WHAT TO PRODUCE — All entries are to be transcribed exactly. Pictures are not part of the copy.

****************************************

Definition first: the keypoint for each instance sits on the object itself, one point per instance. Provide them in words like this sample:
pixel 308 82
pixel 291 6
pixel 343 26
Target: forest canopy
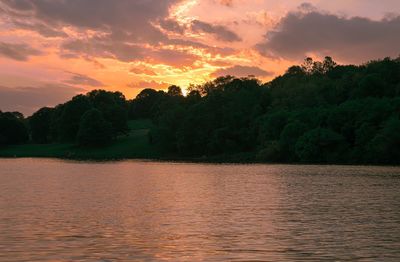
pixel 317 112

****************************************

ANSWER —
Definition first: the keypoint for each instance sits on the object itself, one point per instance. Provide them in words like this sample:
pixel 308 82
pixel 291 6
pixel 343 26
Target: forest canopy
pixel 317 112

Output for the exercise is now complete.